▶ Records

:::

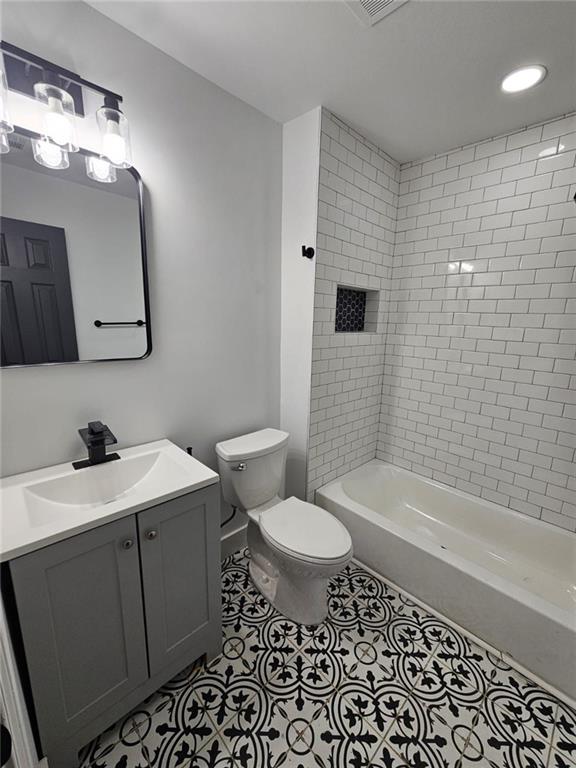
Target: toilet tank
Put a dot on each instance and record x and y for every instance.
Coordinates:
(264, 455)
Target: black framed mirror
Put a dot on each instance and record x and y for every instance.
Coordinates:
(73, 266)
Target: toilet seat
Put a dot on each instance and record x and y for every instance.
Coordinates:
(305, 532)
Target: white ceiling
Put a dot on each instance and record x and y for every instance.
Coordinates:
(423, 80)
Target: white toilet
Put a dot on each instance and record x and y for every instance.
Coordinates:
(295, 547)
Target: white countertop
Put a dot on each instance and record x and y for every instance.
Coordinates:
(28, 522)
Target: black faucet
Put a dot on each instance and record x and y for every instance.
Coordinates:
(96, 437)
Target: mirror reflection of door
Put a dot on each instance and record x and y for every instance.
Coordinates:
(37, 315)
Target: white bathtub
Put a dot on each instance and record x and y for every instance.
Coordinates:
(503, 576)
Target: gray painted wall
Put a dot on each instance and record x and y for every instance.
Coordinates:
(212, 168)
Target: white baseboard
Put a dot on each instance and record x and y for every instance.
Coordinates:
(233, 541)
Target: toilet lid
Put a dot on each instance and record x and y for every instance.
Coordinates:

:::

▶ Exercise brief
Set down the entries above exactly; no pictures belong in the copy.

▶ Response
Target: toilet tank
Put a dot on each instance and record x and y for every instance.
Coordinates:
(264, 455)
Target: black framed mirror
Put a dot on each instance and record x and y for every instance.
Coordinates:
(73, 266)
Target: toilet seat
Put a dot on each instance and record x and y for every instance.
Coordinates:
(305, 532)
Target: white ceiling
Put a dot on each instance and record x and y for every instance.
Coordinates:
(423, 80)
Target: white toilet
Put a dot on each instance and record x and y for every instance.
Coordinates:
(295, 547)
Target: white countertop
Put a dot on each instance and record x and y for every instance.
Coordinates:
(28, 522)
Target: black faucet
Put a dot on each instance and record x and y for every instance.
Coordinates:
(96, 437)
Target: mirror reflection of door
Put a dot on each instance and record x and y for every instance.
Coordinates:
(37, 315)
Target: white bathtub
Put a dot on each instance and record x and y for every instance.
Coordinates:
(503, 576)
Target: gray painted wall
Put a dot on each instance and record x and y for every instance.
Coordinates:
(212, 168)
Target: white baseboard
Put a dot on each instance and record x and y for every instance.
Coordinates:
(233, 541)
Target: toilet lid
Put a dot on each instance and record x and y for every instance.
Coordinates:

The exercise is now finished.